→ **Texto de leitura**:
──────────────────────────────

Momento de vacilo. Um deslocamento se opera, sensível. Ele diz respeito ao lugar do sujeito no fantasma. Não se trata mais de perseguir verdades sobre si via o Outro, maneira de denunciá-lo como causa e, portanto, de fazê-lo consistir. Uma outra verdade aparece cujo sentido se impõe. Este revela um saber que não implica mais o outro no fantasma, mas somente sujeito e seu gozo. Revelação que, além disso, esclarece o papel centrar dado (sem o conhecimento do sujeito) ao Outro.
Pode-se disso encontrar-se aliviado, pois desatravancado do Outro, um movimento se cria contrastando com a fixidez do fantasma e percebemos, enfim, um término possível à análise. Mas podemos também ceder ao horror de saber e sermos pegos por aquilo que faz sintoma. Em alternância.

──────────────────────────────

→ **Listagem de dados**:
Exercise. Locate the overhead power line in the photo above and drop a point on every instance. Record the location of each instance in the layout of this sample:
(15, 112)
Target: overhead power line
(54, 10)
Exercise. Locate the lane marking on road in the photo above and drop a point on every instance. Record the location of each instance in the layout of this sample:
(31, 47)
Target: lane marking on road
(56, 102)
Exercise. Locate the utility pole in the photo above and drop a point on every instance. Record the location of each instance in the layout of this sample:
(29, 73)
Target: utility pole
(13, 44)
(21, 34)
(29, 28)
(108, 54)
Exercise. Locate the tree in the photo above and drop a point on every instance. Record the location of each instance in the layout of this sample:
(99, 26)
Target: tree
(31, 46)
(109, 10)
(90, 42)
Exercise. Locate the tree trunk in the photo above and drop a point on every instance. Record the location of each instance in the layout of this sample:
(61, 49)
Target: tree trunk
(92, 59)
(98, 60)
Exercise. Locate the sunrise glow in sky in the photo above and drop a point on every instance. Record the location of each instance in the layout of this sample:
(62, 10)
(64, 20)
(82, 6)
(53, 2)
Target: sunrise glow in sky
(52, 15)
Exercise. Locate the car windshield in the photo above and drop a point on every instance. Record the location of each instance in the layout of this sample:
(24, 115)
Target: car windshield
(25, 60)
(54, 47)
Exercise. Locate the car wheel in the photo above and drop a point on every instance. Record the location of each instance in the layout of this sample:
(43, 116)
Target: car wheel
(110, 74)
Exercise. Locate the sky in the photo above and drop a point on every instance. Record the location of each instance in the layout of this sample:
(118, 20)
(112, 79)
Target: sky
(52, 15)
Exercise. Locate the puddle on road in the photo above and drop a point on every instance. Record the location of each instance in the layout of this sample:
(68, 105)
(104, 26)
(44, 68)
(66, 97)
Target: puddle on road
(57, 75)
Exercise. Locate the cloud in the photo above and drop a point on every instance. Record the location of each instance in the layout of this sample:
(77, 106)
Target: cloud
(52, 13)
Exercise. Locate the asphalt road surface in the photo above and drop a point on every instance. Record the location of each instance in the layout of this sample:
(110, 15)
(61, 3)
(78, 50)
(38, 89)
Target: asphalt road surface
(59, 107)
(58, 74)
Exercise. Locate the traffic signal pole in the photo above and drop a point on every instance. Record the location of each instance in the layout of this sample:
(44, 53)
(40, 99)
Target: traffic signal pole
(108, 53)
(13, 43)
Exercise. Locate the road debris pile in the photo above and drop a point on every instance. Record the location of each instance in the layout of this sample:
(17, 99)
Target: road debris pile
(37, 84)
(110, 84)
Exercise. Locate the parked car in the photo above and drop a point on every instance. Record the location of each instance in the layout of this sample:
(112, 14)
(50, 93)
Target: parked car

──────────────────────────────

→ **Tarefa**:
Com base no texto de leitura, explique em uma a três frases por que é possível sentir alívio nesse momento.

→ **Resposta escrita**:
Porque, quando se fica livre do Outro, cria-se um movimento que contrasta com a fixidez do fantasma. Com isso, enfim se percebe que a análise pode ter um término.